> **WHAT NEEDS TO BE DONE**
Output every item below verbatim, preserving each line and its order.
*** STORED DATA ***
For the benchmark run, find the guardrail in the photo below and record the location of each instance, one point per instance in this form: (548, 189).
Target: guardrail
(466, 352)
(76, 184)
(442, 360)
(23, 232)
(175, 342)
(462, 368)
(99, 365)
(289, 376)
***
> **TASK ANSWER**
For the benchmark run, find the guardrail in the photo below and record the location of each instance, one point per instance in this form: (548, 189).
Target: guardrail
(466, 352)
(76, 184)
(442, 360)
(23, 232)
(175, 342)
(462, 368)
(99, 365)
(289, 376)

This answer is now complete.